[Extracted records]
┌──
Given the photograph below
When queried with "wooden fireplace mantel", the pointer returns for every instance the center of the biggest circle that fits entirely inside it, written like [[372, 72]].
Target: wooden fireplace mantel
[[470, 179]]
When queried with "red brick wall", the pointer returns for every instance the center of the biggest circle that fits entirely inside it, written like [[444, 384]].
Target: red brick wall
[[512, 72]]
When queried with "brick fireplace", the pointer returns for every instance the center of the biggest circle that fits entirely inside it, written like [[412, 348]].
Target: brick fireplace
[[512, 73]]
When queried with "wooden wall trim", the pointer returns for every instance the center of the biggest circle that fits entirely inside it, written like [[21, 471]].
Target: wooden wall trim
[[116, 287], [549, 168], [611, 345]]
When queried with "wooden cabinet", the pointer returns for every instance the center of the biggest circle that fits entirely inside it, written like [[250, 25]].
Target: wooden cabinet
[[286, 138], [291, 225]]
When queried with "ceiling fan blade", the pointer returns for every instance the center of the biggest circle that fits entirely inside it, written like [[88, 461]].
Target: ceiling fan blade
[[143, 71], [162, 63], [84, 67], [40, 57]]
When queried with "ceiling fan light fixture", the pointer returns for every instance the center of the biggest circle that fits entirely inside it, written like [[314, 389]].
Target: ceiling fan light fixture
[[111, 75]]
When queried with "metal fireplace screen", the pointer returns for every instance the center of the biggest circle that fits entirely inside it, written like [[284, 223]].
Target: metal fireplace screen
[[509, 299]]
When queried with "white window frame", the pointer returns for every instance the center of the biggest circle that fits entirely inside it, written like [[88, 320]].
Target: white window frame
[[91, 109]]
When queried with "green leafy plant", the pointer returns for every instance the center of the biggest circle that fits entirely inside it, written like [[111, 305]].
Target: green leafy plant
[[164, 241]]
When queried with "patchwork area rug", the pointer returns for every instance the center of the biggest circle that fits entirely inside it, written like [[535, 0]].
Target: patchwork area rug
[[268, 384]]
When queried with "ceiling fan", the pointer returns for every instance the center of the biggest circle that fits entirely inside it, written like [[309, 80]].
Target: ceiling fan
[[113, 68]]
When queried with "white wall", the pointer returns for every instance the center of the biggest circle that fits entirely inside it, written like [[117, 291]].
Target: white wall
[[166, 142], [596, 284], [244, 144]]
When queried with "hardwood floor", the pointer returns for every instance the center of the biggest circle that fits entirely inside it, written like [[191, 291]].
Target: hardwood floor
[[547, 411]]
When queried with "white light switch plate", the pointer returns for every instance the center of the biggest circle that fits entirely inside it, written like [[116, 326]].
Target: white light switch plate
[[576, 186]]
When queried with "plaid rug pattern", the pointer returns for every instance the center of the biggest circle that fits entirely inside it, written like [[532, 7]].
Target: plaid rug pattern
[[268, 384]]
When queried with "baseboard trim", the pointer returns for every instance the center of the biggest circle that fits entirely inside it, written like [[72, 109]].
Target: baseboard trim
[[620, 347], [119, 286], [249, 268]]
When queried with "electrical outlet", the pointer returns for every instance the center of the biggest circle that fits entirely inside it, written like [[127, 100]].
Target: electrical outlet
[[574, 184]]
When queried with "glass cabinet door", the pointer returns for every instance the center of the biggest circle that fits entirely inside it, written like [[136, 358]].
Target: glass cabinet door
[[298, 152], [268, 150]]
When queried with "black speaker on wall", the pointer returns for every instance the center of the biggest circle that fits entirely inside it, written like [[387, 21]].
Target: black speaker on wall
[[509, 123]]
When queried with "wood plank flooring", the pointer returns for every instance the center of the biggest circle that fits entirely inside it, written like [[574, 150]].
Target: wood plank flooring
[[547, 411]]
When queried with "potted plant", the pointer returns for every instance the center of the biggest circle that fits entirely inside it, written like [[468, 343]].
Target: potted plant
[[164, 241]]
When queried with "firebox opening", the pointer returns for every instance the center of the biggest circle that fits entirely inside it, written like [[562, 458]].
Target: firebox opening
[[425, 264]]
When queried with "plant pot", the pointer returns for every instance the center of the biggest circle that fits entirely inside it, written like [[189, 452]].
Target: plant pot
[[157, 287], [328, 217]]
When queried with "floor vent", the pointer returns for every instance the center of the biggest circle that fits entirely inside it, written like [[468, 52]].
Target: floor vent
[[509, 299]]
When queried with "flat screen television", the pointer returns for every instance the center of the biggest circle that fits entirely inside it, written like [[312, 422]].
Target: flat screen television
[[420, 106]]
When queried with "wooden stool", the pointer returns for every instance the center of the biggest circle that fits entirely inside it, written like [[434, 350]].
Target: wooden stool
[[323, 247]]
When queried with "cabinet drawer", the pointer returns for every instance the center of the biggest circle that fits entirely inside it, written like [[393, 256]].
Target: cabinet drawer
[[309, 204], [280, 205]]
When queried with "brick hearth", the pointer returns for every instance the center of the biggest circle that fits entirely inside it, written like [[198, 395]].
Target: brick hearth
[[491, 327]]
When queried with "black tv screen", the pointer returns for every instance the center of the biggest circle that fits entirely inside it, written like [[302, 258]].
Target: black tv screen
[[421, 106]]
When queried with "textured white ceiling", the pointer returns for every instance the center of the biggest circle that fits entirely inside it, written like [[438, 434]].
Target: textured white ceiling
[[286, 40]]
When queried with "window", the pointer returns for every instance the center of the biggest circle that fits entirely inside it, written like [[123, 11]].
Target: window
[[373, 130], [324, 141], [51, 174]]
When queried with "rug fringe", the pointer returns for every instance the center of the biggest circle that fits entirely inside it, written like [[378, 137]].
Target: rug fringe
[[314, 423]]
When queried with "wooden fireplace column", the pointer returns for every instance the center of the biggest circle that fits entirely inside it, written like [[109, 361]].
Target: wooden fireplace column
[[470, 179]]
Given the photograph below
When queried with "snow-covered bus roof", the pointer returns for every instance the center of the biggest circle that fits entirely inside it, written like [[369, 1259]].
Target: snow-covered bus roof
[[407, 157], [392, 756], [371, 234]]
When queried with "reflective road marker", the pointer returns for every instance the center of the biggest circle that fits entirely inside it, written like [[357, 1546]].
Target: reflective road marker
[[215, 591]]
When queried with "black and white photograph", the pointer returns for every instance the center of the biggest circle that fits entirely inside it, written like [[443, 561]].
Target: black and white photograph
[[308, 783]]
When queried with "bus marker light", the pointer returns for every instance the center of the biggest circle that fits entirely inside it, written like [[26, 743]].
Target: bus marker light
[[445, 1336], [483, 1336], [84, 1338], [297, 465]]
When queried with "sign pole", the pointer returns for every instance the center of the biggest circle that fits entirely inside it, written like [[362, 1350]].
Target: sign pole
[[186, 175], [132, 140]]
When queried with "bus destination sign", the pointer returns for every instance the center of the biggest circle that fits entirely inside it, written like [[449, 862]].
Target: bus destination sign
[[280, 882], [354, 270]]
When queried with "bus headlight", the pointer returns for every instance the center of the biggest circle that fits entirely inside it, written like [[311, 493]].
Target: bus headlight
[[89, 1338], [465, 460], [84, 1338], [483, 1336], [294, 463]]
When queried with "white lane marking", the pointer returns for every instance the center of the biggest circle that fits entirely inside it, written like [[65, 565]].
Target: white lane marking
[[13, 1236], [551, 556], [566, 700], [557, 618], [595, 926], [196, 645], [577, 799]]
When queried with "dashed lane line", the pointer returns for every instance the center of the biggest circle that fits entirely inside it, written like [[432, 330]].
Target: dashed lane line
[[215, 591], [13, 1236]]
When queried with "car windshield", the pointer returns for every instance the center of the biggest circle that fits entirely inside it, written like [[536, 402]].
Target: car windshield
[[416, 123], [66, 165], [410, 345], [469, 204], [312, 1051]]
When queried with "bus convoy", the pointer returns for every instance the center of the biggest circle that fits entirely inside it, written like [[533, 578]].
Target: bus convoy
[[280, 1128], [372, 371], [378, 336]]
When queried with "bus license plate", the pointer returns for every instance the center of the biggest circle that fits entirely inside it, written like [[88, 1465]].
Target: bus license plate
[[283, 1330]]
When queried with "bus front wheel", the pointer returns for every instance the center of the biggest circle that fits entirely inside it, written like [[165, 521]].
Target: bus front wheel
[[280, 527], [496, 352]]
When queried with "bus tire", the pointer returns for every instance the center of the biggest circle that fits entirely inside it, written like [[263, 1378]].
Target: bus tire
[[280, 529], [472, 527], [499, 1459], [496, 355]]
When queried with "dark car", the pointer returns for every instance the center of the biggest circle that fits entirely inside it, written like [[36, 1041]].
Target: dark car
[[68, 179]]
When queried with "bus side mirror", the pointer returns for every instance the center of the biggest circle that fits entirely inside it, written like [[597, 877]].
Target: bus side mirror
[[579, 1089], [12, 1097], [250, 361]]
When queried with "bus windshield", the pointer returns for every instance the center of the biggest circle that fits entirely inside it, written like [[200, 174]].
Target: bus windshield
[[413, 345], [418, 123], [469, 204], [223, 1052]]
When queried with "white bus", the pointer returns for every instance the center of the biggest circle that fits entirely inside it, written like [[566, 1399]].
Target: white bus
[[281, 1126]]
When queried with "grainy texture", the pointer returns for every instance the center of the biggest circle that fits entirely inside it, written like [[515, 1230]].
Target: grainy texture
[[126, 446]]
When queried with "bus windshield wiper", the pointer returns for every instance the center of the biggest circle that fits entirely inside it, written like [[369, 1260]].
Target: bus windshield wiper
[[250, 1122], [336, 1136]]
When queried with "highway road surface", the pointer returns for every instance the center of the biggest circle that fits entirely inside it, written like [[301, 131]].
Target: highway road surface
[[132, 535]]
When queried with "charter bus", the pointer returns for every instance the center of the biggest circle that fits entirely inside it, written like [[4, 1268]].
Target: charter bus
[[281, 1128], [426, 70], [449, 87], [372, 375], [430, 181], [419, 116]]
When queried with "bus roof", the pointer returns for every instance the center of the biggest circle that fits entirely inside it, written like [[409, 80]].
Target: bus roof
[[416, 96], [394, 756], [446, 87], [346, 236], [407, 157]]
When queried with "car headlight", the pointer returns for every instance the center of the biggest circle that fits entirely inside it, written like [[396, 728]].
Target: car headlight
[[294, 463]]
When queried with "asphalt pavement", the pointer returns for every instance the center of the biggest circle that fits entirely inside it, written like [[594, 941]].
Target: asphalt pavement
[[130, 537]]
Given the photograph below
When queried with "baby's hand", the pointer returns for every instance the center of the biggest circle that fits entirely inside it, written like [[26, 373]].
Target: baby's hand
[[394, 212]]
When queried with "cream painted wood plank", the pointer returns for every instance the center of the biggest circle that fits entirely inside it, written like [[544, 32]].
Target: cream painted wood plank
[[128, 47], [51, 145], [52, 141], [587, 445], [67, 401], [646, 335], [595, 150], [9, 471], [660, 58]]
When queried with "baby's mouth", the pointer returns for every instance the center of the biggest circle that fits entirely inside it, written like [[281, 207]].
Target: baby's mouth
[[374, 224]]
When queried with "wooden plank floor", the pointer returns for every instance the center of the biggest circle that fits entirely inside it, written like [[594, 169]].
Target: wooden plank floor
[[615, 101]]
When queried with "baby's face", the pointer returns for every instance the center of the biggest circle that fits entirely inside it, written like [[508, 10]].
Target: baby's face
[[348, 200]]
└──
→ **Job**:
Convert the lines of the data above into a numbered list, starting at the line that contains "like [[65, 565]]." and stopping after the line that contains "645], [577, 799]]". Leave out any blank lines.

→ **Written solution**:
1. When queried with "white lane marking", the pointer returns for every instance the center of the biggest circle that fits entirely inside it, written like [[65, 565]].
2. Target: white lane marking
3. [[13, 1236], [551, 556], [566, 700], [557, 618], [595, 926], [196, 645], [577, 799]]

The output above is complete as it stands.